O
século XX português, entre o Regicídio (1908) e o 25 de Abril de 1974, visto a
partir da Rua do Arsenal, é o tema do episódio inaugural da série televisiva História
a História, que este domingo começa a ser exibido na RTP Internacional. O autor
é Fernando Rosas, que nesta sua volta a Portugal diz sentir-se bem mais
confortável do que quando correu o país em campanhas políticas e eleitorais.
Uma
camisa (verde, nesse dia) debaixo dos tradicionais suspensórios (que também vão
variando de cor), o gesto largo e expressivo, a palavra fácil e clara de
professor, o à-vontade bem conhecido de tantas presenças televisivas… É com
esta imagem que, a partir deste domingo, o historiador Fernando Rosas (n.
Lisboa, 1946) vai entrar nas nossas casas com a série História a História.
Numa primeira fase, o conjunto de 13 episódios vai ser exibido, semanalmente,
no horário nobre da RTP Internacional, e na RTP África (30 de Novembro); em
Janeiro entrará também na grelha da RTP nacional.
--- --- ---
Enunciado escrito:
Responda, com base no texto sobre a série História a História:
1. Entre que dois acontecimentos se situa o período tratado no episódio inaugural?
2. Em que ano nasceu Fernando Rosas?
3. Quantos episódios compõem a série?
--- --- ---
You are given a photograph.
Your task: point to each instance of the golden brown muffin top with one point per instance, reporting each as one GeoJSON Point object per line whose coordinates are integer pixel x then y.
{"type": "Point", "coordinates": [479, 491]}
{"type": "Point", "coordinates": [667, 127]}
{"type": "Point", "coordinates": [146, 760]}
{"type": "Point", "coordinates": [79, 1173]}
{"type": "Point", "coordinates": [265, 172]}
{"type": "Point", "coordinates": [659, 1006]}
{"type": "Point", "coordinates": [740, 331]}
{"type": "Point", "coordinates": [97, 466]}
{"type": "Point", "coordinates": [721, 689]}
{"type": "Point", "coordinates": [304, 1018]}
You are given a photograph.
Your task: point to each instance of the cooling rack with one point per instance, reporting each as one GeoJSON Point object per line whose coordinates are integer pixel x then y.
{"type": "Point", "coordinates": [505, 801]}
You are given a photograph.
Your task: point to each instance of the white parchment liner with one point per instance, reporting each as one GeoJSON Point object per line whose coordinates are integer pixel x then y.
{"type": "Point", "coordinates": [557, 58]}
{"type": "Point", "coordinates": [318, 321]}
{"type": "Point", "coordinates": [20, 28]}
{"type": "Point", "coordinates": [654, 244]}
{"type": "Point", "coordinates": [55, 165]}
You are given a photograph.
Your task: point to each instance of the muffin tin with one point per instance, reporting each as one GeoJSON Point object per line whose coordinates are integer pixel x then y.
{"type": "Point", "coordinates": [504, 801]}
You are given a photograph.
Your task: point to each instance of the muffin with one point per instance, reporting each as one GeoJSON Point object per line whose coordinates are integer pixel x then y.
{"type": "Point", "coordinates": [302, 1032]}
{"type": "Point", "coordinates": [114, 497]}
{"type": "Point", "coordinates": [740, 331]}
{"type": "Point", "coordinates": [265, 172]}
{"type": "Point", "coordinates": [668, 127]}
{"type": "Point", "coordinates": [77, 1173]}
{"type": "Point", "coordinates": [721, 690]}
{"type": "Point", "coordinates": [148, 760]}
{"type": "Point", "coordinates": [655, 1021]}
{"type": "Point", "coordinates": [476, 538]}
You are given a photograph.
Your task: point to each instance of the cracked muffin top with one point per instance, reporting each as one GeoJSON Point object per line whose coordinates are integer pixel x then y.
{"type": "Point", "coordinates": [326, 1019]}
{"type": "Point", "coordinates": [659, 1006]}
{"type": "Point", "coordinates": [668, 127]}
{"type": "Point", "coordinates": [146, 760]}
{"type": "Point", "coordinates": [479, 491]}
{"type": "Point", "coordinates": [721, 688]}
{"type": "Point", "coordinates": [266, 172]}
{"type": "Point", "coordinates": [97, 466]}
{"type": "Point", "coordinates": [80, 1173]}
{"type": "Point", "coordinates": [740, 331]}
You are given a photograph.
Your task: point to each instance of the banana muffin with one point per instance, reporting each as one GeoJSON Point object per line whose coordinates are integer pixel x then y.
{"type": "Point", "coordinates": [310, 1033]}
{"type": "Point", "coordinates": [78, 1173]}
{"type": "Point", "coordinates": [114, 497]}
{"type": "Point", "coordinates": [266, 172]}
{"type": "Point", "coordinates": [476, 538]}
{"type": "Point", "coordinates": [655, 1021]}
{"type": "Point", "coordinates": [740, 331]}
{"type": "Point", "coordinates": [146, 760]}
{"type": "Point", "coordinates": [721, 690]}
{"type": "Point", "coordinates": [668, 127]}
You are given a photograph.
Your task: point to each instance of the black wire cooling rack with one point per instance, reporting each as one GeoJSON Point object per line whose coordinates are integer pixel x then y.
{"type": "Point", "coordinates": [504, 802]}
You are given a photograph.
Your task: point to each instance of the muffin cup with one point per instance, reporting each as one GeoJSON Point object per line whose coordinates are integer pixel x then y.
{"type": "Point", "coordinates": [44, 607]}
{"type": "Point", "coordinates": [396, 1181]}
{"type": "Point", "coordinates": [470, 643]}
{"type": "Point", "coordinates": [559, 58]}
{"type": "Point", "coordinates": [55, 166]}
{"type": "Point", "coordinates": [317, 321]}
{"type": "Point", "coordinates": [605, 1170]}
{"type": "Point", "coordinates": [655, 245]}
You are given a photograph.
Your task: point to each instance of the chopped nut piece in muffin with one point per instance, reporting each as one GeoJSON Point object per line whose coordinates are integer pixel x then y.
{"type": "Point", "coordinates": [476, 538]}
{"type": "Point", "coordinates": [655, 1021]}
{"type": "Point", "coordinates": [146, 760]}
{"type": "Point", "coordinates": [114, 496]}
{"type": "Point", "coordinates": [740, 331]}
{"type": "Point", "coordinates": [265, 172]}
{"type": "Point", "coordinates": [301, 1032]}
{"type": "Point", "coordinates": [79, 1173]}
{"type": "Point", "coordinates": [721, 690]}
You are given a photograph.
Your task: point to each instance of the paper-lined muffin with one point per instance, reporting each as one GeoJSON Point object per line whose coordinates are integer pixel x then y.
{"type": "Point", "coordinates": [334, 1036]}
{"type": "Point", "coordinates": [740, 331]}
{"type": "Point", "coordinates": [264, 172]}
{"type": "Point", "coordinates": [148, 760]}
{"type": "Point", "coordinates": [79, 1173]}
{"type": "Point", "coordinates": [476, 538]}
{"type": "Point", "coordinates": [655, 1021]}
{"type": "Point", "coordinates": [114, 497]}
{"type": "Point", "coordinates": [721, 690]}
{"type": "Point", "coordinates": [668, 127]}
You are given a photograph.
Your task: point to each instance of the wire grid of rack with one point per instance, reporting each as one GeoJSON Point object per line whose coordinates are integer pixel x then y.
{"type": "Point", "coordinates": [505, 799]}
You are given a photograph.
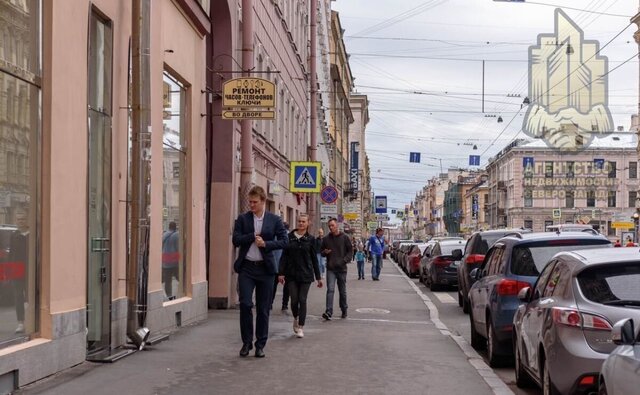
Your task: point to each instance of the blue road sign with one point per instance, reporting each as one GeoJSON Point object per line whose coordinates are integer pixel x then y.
{"type": "Point", "coordinates": [527, 161]}
{"type": "Point", "coordinates": [304, 176]}
{"type": "Point", "coordinates": [329, 194]}
{"type": "Point", "coordinates": [381, 204]}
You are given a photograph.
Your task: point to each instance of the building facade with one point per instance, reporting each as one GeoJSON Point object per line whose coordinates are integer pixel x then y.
{"type": "Point", "coordinates": [533, 186]}
{"type": "Point", "coordinates": [280, 55]}
{"type": "Point", "coordinates": [358, 174]}
{"type": "Point", "coordinates": [66, 157]}
{"type": "Point", "coordinates": [340, 114]}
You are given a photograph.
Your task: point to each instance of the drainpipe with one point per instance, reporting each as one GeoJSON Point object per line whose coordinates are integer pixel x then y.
{"type": "Point", "coordinates": [636, 36]}
{"type": "Point", "coordinates": [138, 268]}
{"type": "Point", "coordinates": [246, 137]}
{"type": "Point", "coordinates": [313, 103]}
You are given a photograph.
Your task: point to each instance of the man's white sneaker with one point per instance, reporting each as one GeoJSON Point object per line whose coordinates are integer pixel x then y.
{"type": "Point", "coordinates": [296, 327]}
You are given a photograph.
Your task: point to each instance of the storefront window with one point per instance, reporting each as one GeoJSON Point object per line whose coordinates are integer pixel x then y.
{"type": "Point", "coordinates": [19, 170]}
{"type": "Point", "coordinates": [174, 188]}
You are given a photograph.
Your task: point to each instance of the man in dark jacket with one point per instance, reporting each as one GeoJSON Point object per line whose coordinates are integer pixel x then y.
{"type": "Point", "coordinates": [337, 248]}
{"type": "Point", "coordinates": [299, 267]}
{"type": "Point", "coordinates": [257, 233]}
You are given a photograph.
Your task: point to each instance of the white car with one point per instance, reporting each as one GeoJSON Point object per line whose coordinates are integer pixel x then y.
{"type": "Point", "coordinates": [619, 374]}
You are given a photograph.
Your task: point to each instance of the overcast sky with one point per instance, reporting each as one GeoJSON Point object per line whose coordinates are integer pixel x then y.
{"type": "Point", "coordinates": [436, 47]}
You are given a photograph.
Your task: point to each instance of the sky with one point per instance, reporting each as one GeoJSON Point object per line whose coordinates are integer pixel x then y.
{"type": "Point", "coordinates": [420, 63]}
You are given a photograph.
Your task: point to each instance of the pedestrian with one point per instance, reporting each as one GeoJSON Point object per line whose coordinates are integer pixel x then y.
{"type": "Point", "coordinates": [336, 247]}
{"type": "Point", "coordinates": [360, 262]}
{"type": "Point", "coordinates": [258, 233]}
{"type": "Point", "coordinates": [298, 268]}
{"type": "Point", "coordinates": [376, 248]}
{"type": "Point", "coordinates": [322, 261]}
{"type": "Point", "coordinates": [285, 290]}
{"type": "Point", "coordinates": [170, 259]}
{"type": "Point", "coordinates": [19, 257]}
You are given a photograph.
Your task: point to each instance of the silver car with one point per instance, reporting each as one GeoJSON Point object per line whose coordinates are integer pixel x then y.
{"type": "Point", "coordinates": [619, 373]}
{"type": "Point", "coordinates": [562, 332]}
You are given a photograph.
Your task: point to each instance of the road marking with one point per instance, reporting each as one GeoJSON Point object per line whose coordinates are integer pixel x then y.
{"type": "Point", "coordinates": [445, 298]}
{"type": "Point", "coordinates": [318, 318]}
{"type": "Point", "coordinates": [475, 360]}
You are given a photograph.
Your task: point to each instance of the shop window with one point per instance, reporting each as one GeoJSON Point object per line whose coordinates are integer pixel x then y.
{"type": "Point", "coordinates": [528, 198]}
{"type": "Point", "coordinates": [611, 198]}
{"type": "Point", "coordinates": [20, 171]}
{"type": "Point", "coordinates": [548, 169]}
{"type": "Point", "coordinates": [174, 156]}
{"type": "Point", "coordinates": [569, 200]}
{"type": "Point", "coordinates": [591, 198]}
{"type": "Point", "coordinates": [612, 169]}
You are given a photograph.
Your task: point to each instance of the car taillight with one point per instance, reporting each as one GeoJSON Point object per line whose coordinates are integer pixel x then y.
{"type": "Point", "coordinates": [511, 287]}
{"type": "Point", "coordinates": [474, 258]}
{"type": "Point", "coordinates": [440, 261]}
{"type": "Point", "coordinates": [578, 319]}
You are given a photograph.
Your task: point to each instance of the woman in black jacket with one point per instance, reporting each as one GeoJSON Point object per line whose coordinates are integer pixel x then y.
{"type": "Point", "coordinates": [299, 266]}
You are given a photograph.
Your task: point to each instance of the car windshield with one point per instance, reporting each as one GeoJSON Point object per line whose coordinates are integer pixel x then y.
{"type": "Point", "coordinates": [614, 284]}
{"type": "Point", "coordinates": [447, 249]}
{"type": "Point", "coordinates": [529, 259]}
{"type": "Point", "coordinates": [486, 241]}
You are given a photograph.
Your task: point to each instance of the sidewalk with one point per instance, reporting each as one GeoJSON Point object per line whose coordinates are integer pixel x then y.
{"type": "Point", "coordinates": [388, 344]}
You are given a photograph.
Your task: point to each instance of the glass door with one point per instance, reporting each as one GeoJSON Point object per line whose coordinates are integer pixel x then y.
{"type": "Point", "coordinates": [99, 184]}
{"type": "Point", "coordinates": [99, 233]}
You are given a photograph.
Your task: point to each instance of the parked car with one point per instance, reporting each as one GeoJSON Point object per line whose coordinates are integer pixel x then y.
{"type": "Point", "coordinates": [619, 373]}
{"type": "Point", "coordinates": [394, 248]}
{"type": "Point", "coordinates": [474, 252]}
{"type": "Point", "coordinates": [514, 262]}
{"type": "Point", "coordinates": [439, 265]}
{"type": "Point", "coordinates": [411, 262]}
{"type": "Point", "coordinates": [562, 332]}
{"type": "Point", "coordinates": [402, 252]}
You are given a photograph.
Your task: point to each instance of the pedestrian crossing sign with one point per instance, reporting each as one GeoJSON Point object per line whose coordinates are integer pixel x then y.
{"type": "Point", "coordinates": [305, 176]}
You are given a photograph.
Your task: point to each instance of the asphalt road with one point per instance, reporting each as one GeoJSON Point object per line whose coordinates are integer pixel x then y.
{"type": "Point", "coordinates": [458, 322]}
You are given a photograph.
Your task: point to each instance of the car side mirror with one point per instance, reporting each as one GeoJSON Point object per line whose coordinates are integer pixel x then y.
{"type": "Point", "coordinates": [457, 254]}
{"type": "Point", "coordinates": [524, 294]}
{"type": "Point", "coordinates": [623, 332]}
--- --- ---
Resultado abaixo:
1. Entre o Regicídio (1908) e o 25 de Abril de 1974.
2. Em 1946.
3. 13 episódios.